Recast the stretch of material below from the line containing "Target: gold decorative trim" through the line containing "[(88, 465), (252, 451), (197, 214)]" as a two-column CSV with the columns "input" and "output". Put each text and its answer in one quoted field per row, turning line breaks into spaces.
>> START MATERIAL FOR THIS TASK
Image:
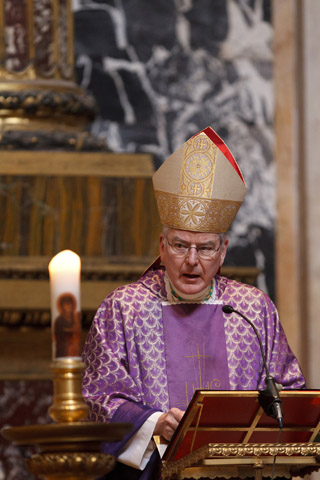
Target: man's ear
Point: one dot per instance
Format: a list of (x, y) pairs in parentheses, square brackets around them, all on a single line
[(224, 251)]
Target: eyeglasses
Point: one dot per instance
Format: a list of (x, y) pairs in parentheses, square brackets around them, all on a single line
[(180, 249)]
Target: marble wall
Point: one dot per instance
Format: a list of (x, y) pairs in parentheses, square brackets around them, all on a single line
[(163, 70)]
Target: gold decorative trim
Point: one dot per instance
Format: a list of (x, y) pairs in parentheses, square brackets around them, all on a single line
[(88, 465), (252, 451), (197, 214)]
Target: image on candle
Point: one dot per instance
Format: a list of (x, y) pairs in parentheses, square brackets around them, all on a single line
[(67, 327)]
>> END MATERIAL FOR THIS TASK
▶ WRITTEN SOLUTION:
input,output
"Target: gold decorative trim Point: one dot per instance Format: a list of (x, y) pairs in parentheses, square brackets around them, all on a single line","[(88, 465), (252, 451), (197, 214)]"